Data listing
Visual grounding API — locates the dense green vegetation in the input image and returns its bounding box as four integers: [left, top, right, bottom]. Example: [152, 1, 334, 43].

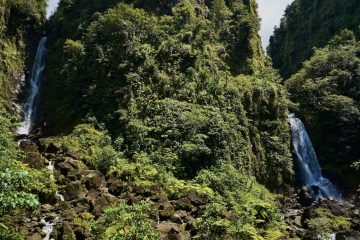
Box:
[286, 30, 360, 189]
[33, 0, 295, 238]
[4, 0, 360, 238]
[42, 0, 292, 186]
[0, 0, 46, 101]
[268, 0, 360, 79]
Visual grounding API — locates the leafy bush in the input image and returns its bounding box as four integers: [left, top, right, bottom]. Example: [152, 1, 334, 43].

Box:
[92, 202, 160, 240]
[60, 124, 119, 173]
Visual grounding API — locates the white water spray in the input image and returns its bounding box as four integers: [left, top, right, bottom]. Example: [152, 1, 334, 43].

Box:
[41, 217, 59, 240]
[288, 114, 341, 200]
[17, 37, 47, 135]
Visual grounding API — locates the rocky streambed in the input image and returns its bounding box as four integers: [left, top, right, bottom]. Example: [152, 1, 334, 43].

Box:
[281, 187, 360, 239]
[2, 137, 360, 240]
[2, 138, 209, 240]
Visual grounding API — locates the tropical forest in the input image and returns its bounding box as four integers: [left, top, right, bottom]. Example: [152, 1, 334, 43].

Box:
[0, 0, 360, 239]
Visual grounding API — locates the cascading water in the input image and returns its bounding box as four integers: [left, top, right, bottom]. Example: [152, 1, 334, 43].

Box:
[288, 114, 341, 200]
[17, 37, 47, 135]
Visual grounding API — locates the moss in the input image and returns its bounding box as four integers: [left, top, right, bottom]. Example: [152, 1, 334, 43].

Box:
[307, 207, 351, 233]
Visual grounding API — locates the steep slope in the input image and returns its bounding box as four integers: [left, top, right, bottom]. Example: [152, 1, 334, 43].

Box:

Problem requirements
Quote every entry exactly, with the pictures omitted.

Completed task
Visual grounding API — locates the dense green vegetation in the input image and returns its bounding box as four integers: [left, top, right, bottom]. Example: [152, 1, 334, 43].

Box:
[286, 30, 360, 189]
[33, 0, 295, 238]
[4, 0, 360, 238]
[42, 0, 292, 186]
[0, 0, 46, 101]
[268, 0, 360, 79]
Visual grounding API — locates the leafy bush in the input image and returns its bounding box as four integers: [left, top, right, bottom]. Example: [152, 1, 334, 43].

Box:
[92, 202, 160, 240]
[60, 124, 119, 173]
Visual grounding API — locates the white water spray in the input image and returns its bounding box as four integers: [left, top, right, bottom]. Example: [152, 1, 334, 43].

Box:
[41, 217, 59, 240]
[288, 114, 341, 200]
[17, 37, 47, 135]
Visual grounding API — locates the rocky streambed in the input image and returns its bounding box as four integers: [left, top, right, bottom]. Example: [152, 1, 334, 43].

Box:
[281, 187, 360, 239]
[2, 137, 360, 240]
[2, 138, 209, 240]
Visual grounding API — locates the tropical forest in the input image and returns its bounding box as four integers: [left, top, right, bottom]. Example: [152, 1, 334, 43].

Box:
[0, 0, 360, 239]
Visual grounding API — locates the cascading water in the input image and returns its bounding box as four integers: [left, top, right, bottom]. Example: [152, 1, 334, 43].

Box:
[288, 114, 341, 200]
[17, 37, 47, 135]
Visual grounding API — locates the moss in the input image and returns its bounding box as four integers: [left, top, right, bottom]. Example: [152, 1, 334, 43].

Box:
[307, 207, 351, 233]
Visual grounding API — locates the steep slope in the input image and returns its bounding box as four integers: [left, top, right, bottom]. Example: [152, 1, 334, 43].

Box:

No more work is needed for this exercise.